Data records
—————

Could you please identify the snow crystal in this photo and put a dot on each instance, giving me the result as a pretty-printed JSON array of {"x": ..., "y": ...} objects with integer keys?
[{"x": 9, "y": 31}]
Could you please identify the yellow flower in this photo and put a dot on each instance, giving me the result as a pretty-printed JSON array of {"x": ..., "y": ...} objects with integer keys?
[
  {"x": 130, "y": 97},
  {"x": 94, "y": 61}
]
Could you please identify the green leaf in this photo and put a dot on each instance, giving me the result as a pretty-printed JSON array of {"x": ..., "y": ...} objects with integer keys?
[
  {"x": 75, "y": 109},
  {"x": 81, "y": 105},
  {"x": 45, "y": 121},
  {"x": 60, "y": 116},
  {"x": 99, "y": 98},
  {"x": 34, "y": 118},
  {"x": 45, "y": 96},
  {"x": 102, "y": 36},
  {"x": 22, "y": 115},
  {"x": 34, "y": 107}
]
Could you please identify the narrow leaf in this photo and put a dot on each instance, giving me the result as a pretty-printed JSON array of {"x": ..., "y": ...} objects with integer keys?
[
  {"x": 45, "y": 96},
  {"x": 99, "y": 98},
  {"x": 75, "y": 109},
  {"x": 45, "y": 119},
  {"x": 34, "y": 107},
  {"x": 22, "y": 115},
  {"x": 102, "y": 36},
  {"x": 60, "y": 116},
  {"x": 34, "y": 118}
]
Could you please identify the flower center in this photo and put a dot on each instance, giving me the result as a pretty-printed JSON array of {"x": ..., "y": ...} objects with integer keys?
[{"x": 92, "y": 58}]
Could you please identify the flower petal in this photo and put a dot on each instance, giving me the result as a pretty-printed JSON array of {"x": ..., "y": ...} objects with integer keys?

—————

Go through the data above and repeat all of it exactly.

* [Your response]
Could you please identify the snow crystal in this photo and put a dot on each instance, giving me the result as a pretty-printed JSON array of {"x": ..., "y": ...} objects with integer keys?
[{"x": 9, "y": 31}]
Could you please identify the yellow flower in this photo and put a dot on each instance, giving me the result as a pretty-printed JSON array of {"x": ..., "y": ...} objects with integer keys?
[
  {"x": 130, "y": 97},
  {"x": 94, "y": 61}
]
Could you please identify the green leaf in this photo and put a dot on each instance, giving me the result as a pretty-printed JSON array of {"x": ..., "y": ...} objects with integer keys?
[
  {"x": 75, "y": 109},
  {"x": 81, "y": 105},
  {"x": 45, "y": 121},
  {"x": 60, "y": 116},
  {"x": 99, "y": 98},
  {"x": 34, "y": 118},
  {"x": 45, "y": 96},
  {"x": 102, "y": 36},
  {"x": 22, "y": 115},
  {"x": 34, "y": 107}
]
Could you please identify the narrow leaf in this photo and put a dot on each instance, giving me the result as a pretty-printed JSON array of {"x": ..., "y": ...} objects with integer keys?
[
  {"x": 45, "y": 96},
  {"x": 99, "y": 98},
  {"x": 75, "y": 109},
  {"x": 45, "y": 119},
  {"x": 34, "y": 107},
  {"x": 22, "y": 115},
  {"x": 102, "y": 36},
  {"x": 60, "y": 116},
  {"x": 34, "y": 118}
]
Could you please identify the flower center in this photo and put a dot on each instance, giving me the result as a pretty-printed JSON array of {"x": ..., "y": ...} objects with integer keys?
[{"x": 92, "y": 58}]
Could you please identify the flower petal in this photo and put a dot on each instance, giving me the result as a pretty-printed JSON array of {"x": ..., "y": ...} objects with integer keys?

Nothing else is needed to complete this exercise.